● **SHORT TASK**
Copy word for word every line from the one containing "Report one point per instance of the white" through the last line of the records below, and nothing else.

(begin)

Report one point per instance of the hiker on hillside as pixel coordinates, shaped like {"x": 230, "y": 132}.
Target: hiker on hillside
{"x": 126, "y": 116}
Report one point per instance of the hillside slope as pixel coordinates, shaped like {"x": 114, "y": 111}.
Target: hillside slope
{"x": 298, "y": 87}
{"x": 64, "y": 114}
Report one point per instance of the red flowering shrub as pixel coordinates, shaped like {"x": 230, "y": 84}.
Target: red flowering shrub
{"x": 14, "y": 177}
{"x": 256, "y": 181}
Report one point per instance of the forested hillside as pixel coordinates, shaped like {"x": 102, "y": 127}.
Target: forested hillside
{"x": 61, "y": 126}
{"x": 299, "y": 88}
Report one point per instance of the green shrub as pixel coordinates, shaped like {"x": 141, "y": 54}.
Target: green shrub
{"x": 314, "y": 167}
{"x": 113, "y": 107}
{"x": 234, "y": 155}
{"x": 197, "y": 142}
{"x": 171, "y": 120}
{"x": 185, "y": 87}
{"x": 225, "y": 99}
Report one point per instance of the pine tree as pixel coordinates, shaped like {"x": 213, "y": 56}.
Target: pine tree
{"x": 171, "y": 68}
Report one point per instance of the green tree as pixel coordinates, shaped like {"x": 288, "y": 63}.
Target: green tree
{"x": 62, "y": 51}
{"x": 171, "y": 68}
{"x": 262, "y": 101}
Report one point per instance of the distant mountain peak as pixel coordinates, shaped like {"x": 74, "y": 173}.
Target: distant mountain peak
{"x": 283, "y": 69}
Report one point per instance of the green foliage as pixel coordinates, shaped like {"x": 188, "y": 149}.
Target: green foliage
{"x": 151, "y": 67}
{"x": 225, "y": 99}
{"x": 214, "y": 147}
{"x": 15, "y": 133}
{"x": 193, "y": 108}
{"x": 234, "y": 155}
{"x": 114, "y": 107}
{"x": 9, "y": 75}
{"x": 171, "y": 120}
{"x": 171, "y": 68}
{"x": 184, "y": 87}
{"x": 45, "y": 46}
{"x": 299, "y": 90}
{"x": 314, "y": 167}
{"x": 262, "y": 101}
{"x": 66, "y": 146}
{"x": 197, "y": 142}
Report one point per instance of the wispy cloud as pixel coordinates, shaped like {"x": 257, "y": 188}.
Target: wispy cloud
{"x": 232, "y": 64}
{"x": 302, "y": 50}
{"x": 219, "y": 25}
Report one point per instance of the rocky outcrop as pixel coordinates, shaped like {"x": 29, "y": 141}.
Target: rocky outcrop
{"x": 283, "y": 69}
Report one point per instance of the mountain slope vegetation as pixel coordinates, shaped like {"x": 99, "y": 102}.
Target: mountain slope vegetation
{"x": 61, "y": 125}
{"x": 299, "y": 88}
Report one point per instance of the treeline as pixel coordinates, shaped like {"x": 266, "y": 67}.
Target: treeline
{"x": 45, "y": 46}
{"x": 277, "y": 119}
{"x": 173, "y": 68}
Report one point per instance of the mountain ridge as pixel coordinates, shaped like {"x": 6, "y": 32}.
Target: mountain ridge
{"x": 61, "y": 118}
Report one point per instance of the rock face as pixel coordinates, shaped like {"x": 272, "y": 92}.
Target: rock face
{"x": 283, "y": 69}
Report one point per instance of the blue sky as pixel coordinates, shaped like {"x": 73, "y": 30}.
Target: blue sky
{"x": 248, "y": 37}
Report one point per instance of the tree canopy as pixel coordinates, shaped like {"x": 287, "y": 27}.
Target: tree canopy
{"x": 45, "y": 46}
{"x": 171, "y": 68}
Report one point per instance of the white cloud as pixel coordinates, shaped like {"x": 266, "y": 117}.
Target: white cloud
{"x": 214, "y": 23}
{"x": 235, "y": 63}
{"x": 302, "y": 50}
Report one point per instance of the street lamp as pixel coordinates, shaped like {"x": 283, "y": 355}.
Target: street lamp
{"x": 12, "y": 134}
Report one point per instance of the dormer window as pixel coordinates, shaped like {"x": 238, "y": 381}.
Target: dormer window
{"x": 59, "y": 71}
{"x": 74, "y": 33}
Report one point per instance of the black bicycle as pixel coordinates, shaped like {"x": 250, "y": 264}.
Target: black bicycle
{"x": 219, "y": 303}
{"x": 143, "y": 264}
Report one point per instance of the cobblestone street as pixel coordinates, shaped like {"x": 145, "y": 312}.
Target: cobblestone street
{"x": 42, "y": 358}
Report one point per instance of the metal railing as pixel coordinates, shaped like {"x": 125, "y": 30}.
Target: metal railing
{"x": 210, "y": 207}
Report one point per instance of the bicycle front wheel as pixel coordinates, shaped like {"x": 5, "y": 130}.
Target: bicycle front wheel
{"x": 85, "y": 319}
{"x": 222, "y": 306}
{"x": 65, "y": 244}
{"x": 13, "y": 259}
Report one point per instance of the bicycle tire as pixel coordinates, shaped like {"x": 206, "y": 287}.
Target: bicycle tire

(end)

● **OUTPUT FOR THIS TASK**
Report one point per instance of the white cloud as pixel coordinates, shaped like {"x": 266, "y": 117}.
Target: white cloud
{"x": 214, "y": 23}
{"x": 235, "y": 63}
{"x": 302, "y": 50}
Report one point per instance of the street lamp as pixel coordinates, shaped like {"x": 283, "y": 355}.
Target: street lamp
{"x": 12, "y": 134}
Report one point per instance of the dormer window as pixel coordinates, shaped like {"x": 238, "y": 381}.
Target: dormer window
{"x": 59, "y": 71}
{"x": 74, "y": 33}
Report one point per instance of the black bicycle as pixel coordinates, shaped like {"x": 250, "y": 264}.
Target: black bicycle
{"x": 219, "y": 303}
{"x": 143, "y": 264}
Report one point per instance of the cobblestone street as pixel coordinates, shaped like {"x": 145, "y": 312}.
Target: cobblestone street
{"x": 42, "y": 358}
Report one point per instance of the metal railing as pixel coordinates, shaped like {"x": 125, "y": 30}.
Target: metal railing
{"x": 210, "y": 207}
Report one point per instance of the bicycle front wheel as pixel coordinates, shaped like {"x": 5, "y": 130}.
Target: bicycle front wheel
{"x": 85, "y": 319}
{"x": 222, "y": 306}
{"x": 65, "y": 244}
{"x": 13, "y": 259}
Report one point per instance of the bicycle tire as pixel coordinates, shaped like {"x": 206, "y": 287}.
Target: bicycle tire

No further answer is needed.